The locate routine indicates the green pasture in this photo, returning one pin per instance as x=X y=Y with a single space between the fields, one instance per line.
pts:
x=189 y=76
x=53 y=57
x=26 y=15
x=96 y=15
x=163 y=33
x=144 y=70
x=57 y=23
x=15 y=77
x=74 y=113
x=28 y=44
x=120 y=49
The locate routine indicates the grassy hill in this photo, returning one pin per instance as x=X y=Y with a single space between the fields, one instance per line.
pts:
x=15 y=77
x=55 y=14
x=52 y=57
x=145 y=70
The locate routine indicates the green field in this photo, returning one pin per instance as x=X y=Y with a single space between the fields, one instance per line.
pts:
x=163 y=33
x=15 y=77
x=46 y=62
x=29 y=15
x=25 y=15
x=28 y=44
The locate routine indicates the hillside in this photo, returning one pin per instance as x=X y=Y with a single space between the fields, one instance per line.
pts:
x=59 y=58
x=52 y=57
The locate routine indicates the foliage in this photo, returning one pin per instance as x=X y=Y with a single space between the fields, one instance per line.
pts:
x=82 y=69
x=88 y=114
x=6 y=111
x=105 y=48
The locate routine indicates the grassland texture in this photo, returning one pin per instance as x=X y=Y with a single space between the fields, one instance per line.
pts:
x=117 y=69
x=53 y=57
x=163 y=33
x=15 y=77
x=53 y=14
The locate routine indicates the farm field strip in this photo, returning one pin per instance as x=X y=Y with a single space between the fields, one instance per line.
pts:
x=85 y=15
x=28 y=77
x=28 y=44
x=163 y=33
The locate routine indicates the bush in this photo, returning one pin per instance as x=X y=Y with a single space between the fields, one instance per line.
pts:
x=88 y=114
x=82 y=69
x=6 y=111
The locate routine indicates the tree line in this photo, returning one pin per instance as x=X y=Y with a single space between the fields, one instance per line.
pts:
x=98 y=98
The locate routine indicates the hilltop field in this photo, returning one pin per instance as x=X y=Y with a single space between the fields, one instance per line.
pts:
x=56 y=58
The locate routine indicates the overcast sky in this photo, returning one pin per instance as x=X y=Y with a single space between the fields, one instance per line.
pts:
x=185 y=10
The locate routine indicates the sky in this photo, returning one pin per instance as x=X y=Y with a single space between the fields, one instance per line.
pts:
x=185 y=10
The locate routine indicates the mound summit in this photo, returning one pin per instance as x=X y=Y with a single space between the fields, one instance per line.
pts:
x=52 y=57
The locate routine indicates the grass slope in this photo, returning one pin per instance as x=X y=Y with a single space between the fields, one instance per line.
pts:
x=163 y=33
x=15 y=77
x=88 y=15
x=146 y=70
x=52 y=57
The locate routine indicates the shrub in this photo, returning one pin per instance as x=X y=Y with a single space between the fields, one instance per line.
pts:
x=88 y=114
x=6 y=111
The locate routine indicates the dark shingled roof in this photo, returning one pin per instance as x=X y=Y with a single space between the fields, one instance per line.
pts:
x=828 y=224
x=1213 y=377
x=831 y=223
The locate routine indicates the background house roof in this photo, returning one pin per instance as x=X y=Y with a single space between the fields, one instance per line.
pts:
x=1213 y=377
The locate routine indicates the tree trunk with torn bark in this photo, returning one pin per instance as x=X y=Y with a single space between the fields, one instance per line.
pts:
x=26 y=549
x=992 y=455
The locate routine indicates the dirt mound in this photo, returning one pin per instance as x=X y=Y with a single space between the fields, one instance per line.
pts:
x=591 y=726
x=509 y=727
• • •
(WHAT THE TASK ASKS) Repeat the data precisely, line by line.

(WRITTEN ANSWER)
The locate routine indicates the green pasture in this photo, returning one pin per instance as x=X y=Y with a single space between the fields, one instance per line.
pts:
x=189 y=76
x=53 y=57
x=26 y=15
x=96 y=15
x=163 y=33
x=144 y=70
x=57 y=23
x=15 y=77
x=74 y=113
x=28 y=44
x=120 y=49
The locate routine indicates the grassy hill in this photo, returning one pin per instance as x=X y=Y with a single space between the fields, one instance per line.
pts:
x=15 y=77
x=55 y=14
x=52 y=57
x=145 y=70
The locate routine indicates the green field in this photo, returning one pin per instance as x=X y=Y with a single space between the fields, one instance per line.
pts:
x=163 y=33
x=15 y=77
x=46 y=62
x=29 y=15
x=25 y=15
x=28 y=44
The locate routine indicates the hillside in this photo, returning one pin per instance as x=X y=Y with a single space between the fields, one instance per line.
pts:
x=59 y=58
x=52 y=57
The locate routine indicates the foliage in this photo, returning one pin per instance as x=X y=Y with a single space between the fields, one instance per line.
pts:
x=82 y=69
x=88 y=114
x=6 y=111
x=105 y=48
The locate routine indicates the grassland texture in this photo, returning one pin per instance as x=X y=Y with a single space between the fields, one instance per line.
pts:
x=117 y=69
x=53 y=57
x=163 y=33
x=15 y=77
x=53 y=14
The locate routine indicates the farm field strip in this photo, returning one pin per instance as x=X y=Y with a single space between the fields, one instance per line.
pts:
x=85 y=15
x=28 y=77
x=28 y=44
x=163 y=33
The locate routine indicates the bush in this photo, returning one pin per instance as x=X y=Y with a single space between the fields, one instance per line.
pts:
x=88 y=114
x=82 y=69
x=6 y=111
The locate routine indicates the tree line in this photo, returning one pin per instance as x=X y=Y with a single space between the fields, one instance per line.
pts:
x=98 y=98
The locate routine indicates the hilltop field in this photo, returning one pin per instance as x=X y=Y with a single space between the fields, one instance per line.
pts:
x=56 y=58
The locate routine indicates the overcast sky in this photo, returning one pin per instance as x=X y=Y with a single space between the fields, one instance per line.
pts:
x=185 y=10
The locate routine indicates the sky in this photo, returning one pin per instance as x=X y=Y with a single space between the fields, one instance per line.
pts:
x=185 y=10
The locate routine indicates the mound summit in this photo, returning one pin per instance as x=X y=Y with a single space between the fields, one instance per line.
pts:
x=52 y=57
The locate routine indicates the grass slope in this photo, returning one pin per instance as x=X y=Y with a single space between the fields, one instance per line.
pts:
x=163 y=33
x=15 y=77
x=88 y=15
x=146 y=70
x=52 y=57
The locate routine indicates the shrub in this photo, returning one pin per instance as x=X y=Y with a single space between the fields, one instance per line.
pts:
x=88 y=114
x=6 y=111
The locate routine indicates the dark shingled roof in this photo, returning one pin per instance as x=X y=Y with a single space between the fields, one instance per line.
pts:
x=828 y=224
x=1213 y=377
x=831 y=223
The locate routine indicates the background house roof in this photo, returning one pin per instance as x=X y=Y with a single space between the fields, one instance per line.
pts:
x=1213 y=377
The locate routine indicates the tree trunk with torn bark in this photo, returning one pin per instance as x=X y=Y with a single space between the fields, one instance per line.
pts:
x=26 y=549
x=992 y=455
The locate routine indicates the dirt mound in this photo, returning one pin per instance as x=X y=Y with a single space between the fields, one instance per line.
pts:
x=591 y=726
x=509 y=727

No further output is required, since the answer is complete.